Directive: Render every line of the entries below as a numbered list, skipping blank lines and leaving the pictures out.

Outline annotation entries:
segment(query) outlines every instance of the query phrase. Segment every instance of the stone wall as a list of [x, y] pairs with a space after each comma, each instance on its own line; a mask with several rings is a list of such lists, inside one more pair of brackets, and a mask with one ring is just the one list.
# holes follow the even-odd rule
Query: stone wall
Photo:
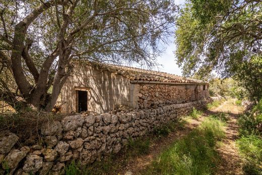
[[[64, 117], [42, 126], [42, 141], [21, 147], [19, 138], [9, 131], [0, 133], [0, 174], [58, 174], [75, 159], [82, 164], [100, 160], [103, 155], [116, 153], [127, 143], [200, 108], [205, 101], [171, 104], [115, 114], [104, 113]], [[23, 144], [22, 144], [23, 145]]]
[[136, 85], [136, 108], [156, 108], [165, 105], [180, 104], [204, 100], [209, 97], [205, 85], [140, 84]]

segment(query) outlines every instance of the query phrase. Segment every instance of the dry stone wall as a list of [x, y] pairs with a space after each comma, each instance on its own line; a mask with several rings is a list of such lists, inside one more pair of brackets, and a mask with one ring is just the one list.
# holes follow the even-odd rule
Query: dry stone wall
[[0, 133], [0, 174], [58, 174], [73, 160], [82, 164], [116, 153], [128, 139], [142, 137], [176, 118], [200, 108], [199, 100], [116, 114], [67, 116], [42, 126], [42, 142], [21, 147], [14, 133]]
[[208, 91], [197, 85], [139, 84], [137, 87], [137, 108], [156, 108], [159, 106], [180, 104], [204, 100]]

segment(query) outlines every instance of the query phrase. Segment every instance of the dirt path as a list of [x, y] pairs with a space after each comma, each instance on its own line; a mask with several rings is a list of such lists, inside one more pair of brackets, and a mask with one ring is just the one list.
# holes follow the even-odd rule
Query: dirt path
[[243, 109], [235, 105], [235, 99], [229, 99], [212, 111], [228, 112], [229, 120], [226, 127], [226, 138], [222, 141], [222, 145], [218, 149], [222, 158], [222, 162], [216, 174], [243, 174], [241, 161], [235, 145], [238, 138], [237, 117]]
[[179, 139], [183, 136], [188, 134], [193, 128], [198, 127], [208, 115], [209, 112], [205, 112], [197, 119], [190, 119], [183, 128], [169, 133], [166, 137], [158, 139], [150, 146], [149, 153], [132, 160], [119, 173], [120, 174], [135, 175], [140, 174], [146, 166], [149, 165], [159, 155], [162, 151], [168, 148], [176, 139]]
[[242, 111], [242, 109], [235, 105], [235, 99], [227, 100], [219, 107], [207, 110], [198, 119], [191, 119], [182, 129], [172, 132], [168, 137], [162, 138], [154, 142], [151, 145], [148, 154], [139, 156], [130, 161], [125, 167], [123, 167], [120, 174], [139, 174], [163, 150], [168, 148], [174, 140], [188, 134], [192, 129], [198, 126], [206, 116], [211, 113], [222, 112], [228, 113], [229, 120], [225, 128], [226, 138], [222, 141], [222, 145], [218, 149], [222, 161], [216, 174], [242, 174], [241, 159], [235, 143], [235, 140], [238, 138], [236, 118]]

Completed task:
1. segment(query) outlines every instance of the query phrase. Segment every instance of the stone wall as a list of [x, y] pairs with a space after each comma, each instance on its own line; a mask with several rings is a list of such lists, inside one more pair of brackets, and a mask with one ring is just the one list.
2. # holes follow the even-odd rule
3. Query: stone wall
4. Photo:
5. [[[64, 117], [42, 126], [42, 141], [21, 147], [19, 138], [9, 131], [0, 133], [0, 174], [58, 174], [75, 159], [82, 164], [100, 160], [103, 155], [116, 153], [127, 143], [200, 108], [205, 101], [171, 104], [115, 114], [104, 113]], [[23, 144], [22, 144], [23, 145]]]
6. [[136, 85], [136, 108], [156, 108], [165, 105], [180, 104], [204, 100], [209, 97], [205, 85], [140, 84]]
7. segment(query) outlines every instance of the query phrase. Segment every instance of the dry stone wall as a list of [x, y] pairs with a space after each comma, each instance on its own line; a mask with several rings is a list of such lists, inside one more pair of brackets, and a mask with one ring is just the one list.
8. # holes follow the even-odd rule
9. Query: dry stone wall
10. [[0, 133], [0, 174], [58, 174], [73, 160], [82, 164], [116, 153], [128, 139], [142, 137], [176, 118], [200, 108], [199, 100], [116, 114], [67, 116], [42, 126], [42, 142], [21, 147], [14, 133]]
11. [[208, 91], [197, 85], [139, 84], [137, 87], [137, 108], [156, 108], [159, 106], [180, 104], [204, 100]]
12. segment(query) outlines every instance of the query phrase. Segment every instance of the dirt path as a list of [x, y] pairs with a space after each comma, each instance on its own line; a mask with several rings is a list of such lists, inside one more pair of brackets, and a mask with one ring is just the one list.
13. # holes follow the even-odd rule
14. Query: dirt path
15. [[243, 109], [235, 105], [235, 99], [229, 99], [212, 111], [228, 112], [229, 120], [226, 127], [226, 138], [222, 141], [222, 145], [218, 149], [222, 158], [222, 162], [216, 174], [243, 174], [241, 161], [235, 145], [238, 138], [237, 117]]
16. [[179, 139], [183, 136], [188, 134], [193, 128], [198, 127], [208, 115], [209, 112], [205, 112], [197, 119], [190, 119], [183, 128], [169, 133], [166, 137], [158, 139], [150, 146], [149, 153], [132, 160], [119, 173], [120, 174], [135, 175], [140, 174], [146, 166], [149, 165], [159, 155], [162, 151], [168, 148], [176, 139]]
17. [[242, 111], [242, 109], [235, 105], [235, 99], [227, 100], [219, 107], [207, 110], [198, 119], [191, 119], [182, 129], [172, 132], [168, 137], [162, 138], [154, 142], [151, 145], [148, 154], [139, 156], [130, 161], [125, 167], [123, 167], [120, 174], [139, 174], [163, 150], [168, 148], [174, 140], [188, 134], [192, 129], [198, 126], [206, 116], [211, 113], [222, 112], [228, 113], [229, 120], [225, 128], [226, 138], [222, 141], [222, 145], [218, 149], [222, 161], [216, 174], [242, 174], [241, 159], [235, 143], [235, 140], [238, 138], [236, 118]]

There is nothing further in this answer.